Texte fourni
* * * * * * * * *
Le paradoxe difficile à accepter, c’est que ce sont des gens extérieurs qui interviennent sur ces marchés, des spéculateurs professionnels – je vous rassure, tout à fait respectables. La Préfon-retraite, par exemple, est un investisseur institutionnel. Elle gère ses sous – ceux de ses cotisants – en fonction de ses objectifs, dans une logique de spéculation totale qui l’amène à envisager toute la gamme des produits financiers. Or, les commodités sont des produits financiers. Pour qu’un marché dérivé fonctionne bien, qu’il soit proche de la concurrence pure et parfaite, il faut une atomicité totale de l’offre et de la demande : plus il y a d’échange de papier par rapport au physique susceptible d’être arbitré, plus le marché est efficient. Le fait qu’il y ait un rapport d’un à dix, voire un à vingt entre le volume total d’un marché à terme et la production mondiale des produits concernés peut paraître choquant, mais c’est oublier que les marchés dérivés sont des jeux à somme nulle. C’est comme une table de poker sur laquelle tous les joueurs ont mis leurs jetons : ils seront perdus ou gagnés, mais il y en aura le même nombre à la fin. Les marchés dérivés fonctionnent ainsi pratiquement sans rien ponctionner sur la filière économique en elle-même.

L’économie qui s’est développée pour gérer l’instabilité est donc une économie de spéculation, ce qui n’implique aucun jugement qualitatif. Certains considèrent qu’il était normal que le prix du blé augmente à l’été 2010, du fait d’un choc sur les fondamentaux du marché, mais que la hausse a été excessive. C’est faire une différence entre une bonne et une mauvaise spéculation, ce qui me semble erroné ; car il ne faut pas oublier que sur nos marchés de commodités, à la dernière heure de la dernière échéance, il peut toujours y avoir livraison physique du produit, à la différence des marchés financiers. La logique éminemment spéculative des marchés de commodités n’a pas d’impact sur la situation réelle. Les travaux académiques internationaux récents ont d’ailleurs généralement conclu que la spéculation financière n’aggravait pas l’instabilité. On peut faire des comparaisons en grandeur réelle entre les marchés de matières premières qui ont des marchés dérivés et ceux qui n’en ont pas. Ainsi, le blé est coté à Chicago – c’est un marché à forte dimension financière – alors que le riz n’a pas de marchés dérivés – c’est un marché purement physique. Or, la volatilité des prix du riz, lors de la crise de 2007-2008, a été plus importante que celle du blé. La comparaison marche aussi entre le pétrole et le charbon : lorsque les prix de l’acier ont été multipliés par quatre ou cinq, en 2008, il n’y avait pas encore de marché dérivé.
* * * * * * * * *
Matériel
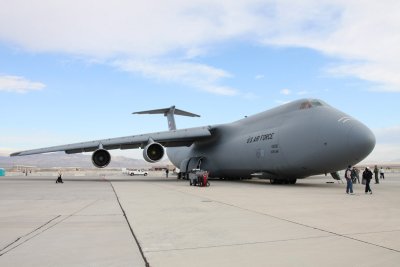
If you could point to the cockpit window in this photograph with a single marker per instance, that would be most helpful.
(310, 104)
* * * * * * * * *
Consigne
Répondez à ces questions d'après le texte fourni :
1. Quel type d'investisseur est la Préfon-retraite ?
2. Sur quelle place le blé est-il coté ?
3. Lors de la crise de 2007-2008, les prix de quel produit ont connu une volatilité plus importante que ceux du blé ?
Seul le texte fourni sert de référence pour répondre.

Résultat
1. La Préfon-retraite est un investisseur institutionnel.
2. Le blé est coté à Chicago.
3. Il s'agit du riz.